* [Text block]
---------------

On July 27, 2021, KORE Wireless Group, Inc. (the “Company”), a Delaware corporation and wholly owned subsidiary of Maple Holdings Inc. (“KORE”), entered into a backstop financing agreement (the “Backstop Agreement”) with an affiliate of Fortress Credit Corp. (“Fortress”) pursuant to which Fortress will make additional financing available, if necessary, to help satisfy any shortfall in the minimum cash condition arising as a result of redemptions by the public shareholders of Cerberus Telecom Acquisition Corp. (“CTAC”) at the closing of the proposed business combination of CTAC and KORE.
The Backstop Agreement provides the Company with the ability, at its option and with the consent of King Pubco, Inc. (“Pubco”), a Delaware corporation and wholly owned subsidiary of Cerberus Telecom Acquisition Holdings, LLC, an affiliate of CTAC, and the surviving public company following the business combination (after which time, Pubco will change its name to KORE Group Holdings, Inc.), to borrow up to $120 million in the event that redemptions by CTAC public shareholders exceed $139.2 million. Pursuant to the Backstop Agreement, at the closing of the business combination, the Company may issue senior unsecured exchangeable notes due 2028 (“Backstop Notes”) in an aggregate principal amount equal to the amount of the shortfall. Any Backstop Notes will be issued at par, bear interest at the rate of 5.50% per annum, and will have a maturity of seven years. Following the closing of the business combination and at Fortress’ option, the Backstop Notes may be exchangeable into shares of common stock of Pubco at $12.50 per share. At any time after the 2-year anniversary of the issuance of the Backstop Notes, Pubco may redeem the Backstop Notes for cash, force an exchange into shares of its common stock at $16.25 per share or settle with a combination of cash and an exchange. The backstop agreement contains a customary six-month lock up following the closing of the business combination, which prohibits Fortress from hedging the Backstop Notes by short selling Pubco’s common stock or hedging the notes via Pubco’s warrants or options.
The foregoing description of the Backstop Agreement and Backstop Notes is not complete and is qualified in its entirety by reference to the Backstop Agreement and the form of Indenture, included as Exhibit A to the Backstop Agreement, which is attached as Exhibit 10.1 to this Current Report on Form 8-K and incorporated herein by reference.
In connection with the Backstop Agreement, pursuant to a Waiver and Acknowledgment dated July 27, 2021, CTAC has waived the debt incurrence covenant in the Merger Agreement solely to permit KORE to enter into the Backstop Agreement and will be deemed to waive such debt incurrence covenant to permit KORE to utilize the Backstop Agreement upon consenting to such utilization. CTAC and KORE have also amended the merger agreement to extend the “Termination Date” thereunder to October 12, 2021.

---------------

Dataset extracts with box labels
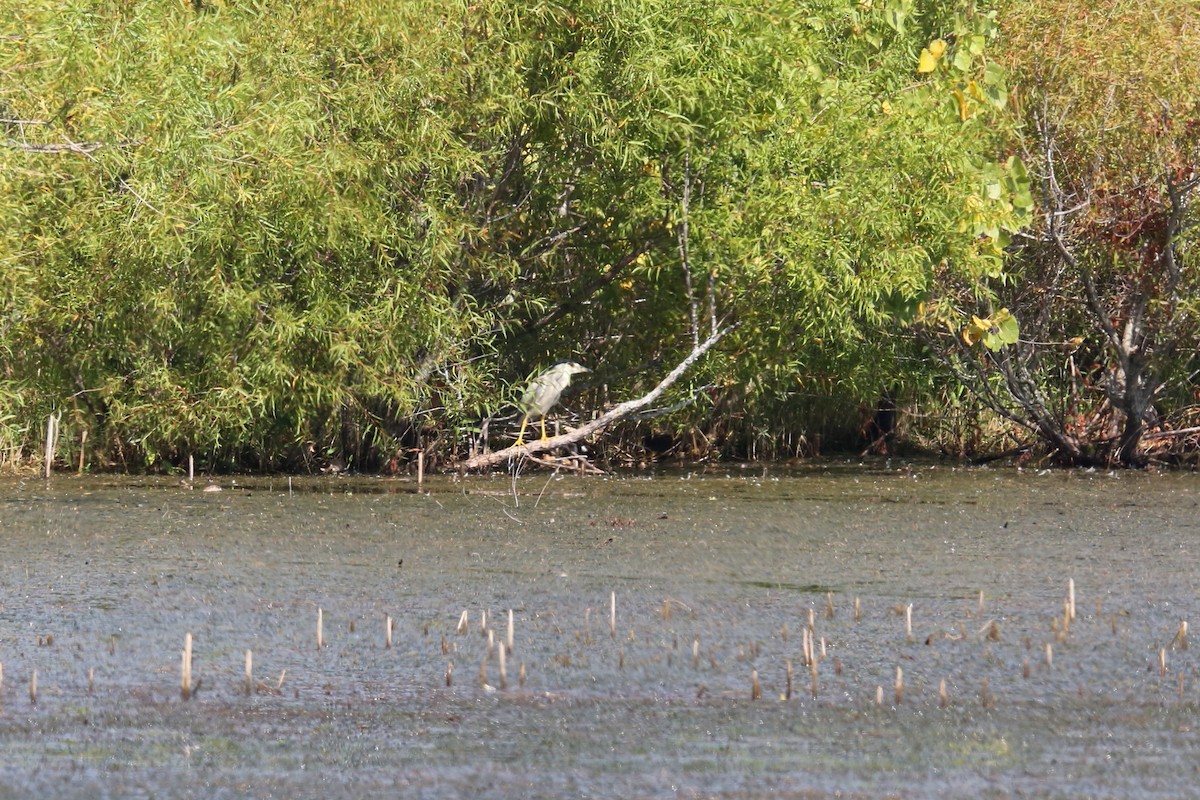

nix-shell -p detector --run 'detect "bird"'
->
[512,361,592,447]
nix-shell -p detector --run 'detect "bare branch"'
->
[458,324,737,471]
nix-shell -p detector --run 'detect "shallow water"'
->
[0,465,1200,798]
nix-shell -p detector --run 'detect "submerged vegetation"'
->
[0,0,1200,470]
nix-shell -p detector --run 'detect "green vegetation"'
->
[0,0,1198,469]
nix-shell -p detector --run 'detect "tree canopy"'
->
[14,0,1185,469]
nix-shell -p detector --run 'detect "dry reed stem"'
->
[608,591,617,639]
[496,644,509,690]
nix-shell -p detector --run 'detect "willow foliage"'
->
[0,0,1016,467]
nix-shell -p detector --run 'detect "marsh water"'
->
[0,464,1200,798]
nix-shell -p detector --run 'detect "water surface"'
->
[0,465,1200,798]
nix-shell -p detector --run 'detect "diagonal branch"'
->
[458,324,737,471]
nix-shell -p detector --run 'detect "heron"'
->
[512,361,592,447]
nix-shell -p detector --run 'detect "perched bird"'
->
[514,361,590,447]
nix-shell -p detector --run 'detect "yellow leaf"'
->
[917,47,937,74]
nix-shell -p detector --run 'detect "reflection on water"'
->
[0,465,1200,798]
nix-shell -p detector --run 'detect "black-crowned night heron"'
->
[512,361,590,447]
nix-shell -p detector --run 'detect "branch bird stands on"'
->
[514,361,590,447]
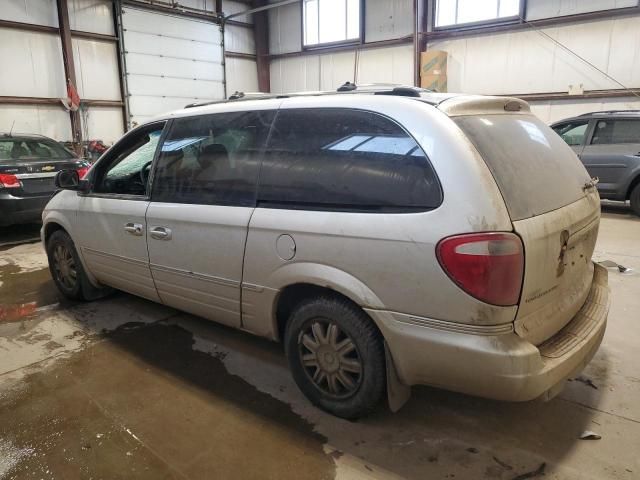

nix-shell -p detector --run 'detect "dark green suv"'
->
[551,110,640,216]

---------------

* [Required tasks]
- 1) In the backstop financing text, what annual interest rate will the Backstop Notes bear?
- 2) Please duplicate the backstop financing text word for word, beginning at the words "On July 27, 2021, KORE" and stopping after the words "CTAC and KORE.".
- 3) Pick up the backstop financing text after its last sentence and continue it.

* [Final answers]
- 1) 5.50% per annum.

- 2)
On July 27, 2021, KORE Wireless Group, Inc. (the “Company”), a Delaware corporation and wholly owned subsidiary of Maple Holdings Inc. (“KORE”), entered into a backstop financing agreement (the “Backstop Agreement”) with an affiliate of Fortress Credit Corp. (“Fortress”) pursuant to which Fortress will make additional financing available, if necessary, to help satisfy any shortfall in the minimum cash condition arising as a result of redemptions by the public shareholders of Cerberus Telecom Acquisition Corp. (“CTAC”) at the closing of the proposed business combination of CTAC and KORE.

- 3)
On July 28, 2021, KORE issued a press release announcing entry into the Backstop Agreement. A copy of the press release is furnished as Exhibit 99.1 to this Current Report on Form 8-K.
Additional Information and Where to Find It
This Current Report on Form 8-K relates to a proposed transaction between CTAC and KORE. This Current Report on Form 8-K does not constitute an offer to sell or exchange, or the solicitation of an offer to buy or exchange, any securities, nor shall there be any sale of securities in any jurisdiction in which such offer, sale or exchange would be unlawful prior to registration or qualification under the securities laws of any such jurisdiction. CTAC and Pubco filed a registration statement on Form S-4 with the SEC, which includes a proxy statement of CTAC and a prospectus of Pubco, and CTAC will file other documents regarding the proposed transaction with the SEC. A definitive proxy statement/prospectus will also be sent to the shareholders of CTAC, seeking required shareholder approval. Before making any voting or investment decision, investors and security holders of CTAC are urged to carefully read the entire registration statement and proxy statement/prospectus, when they become available, and any other relevant documents filed with the SEC, as well as any amendments or supplements to these documents, because they will contain important information about the proposed transaction.
The documents filed by CTAC with the SEC may be obtained free of charge at the SEC’s website at www.sec.gov. In addition, the documents filed by CTAC with the SEC may be obtained free of charge from CTAC’s website at www.cerberusacquisition.com or upon written request to Cerberus Telecom Acquisition Corp., 875 Third Avenue, New York, NY 10022.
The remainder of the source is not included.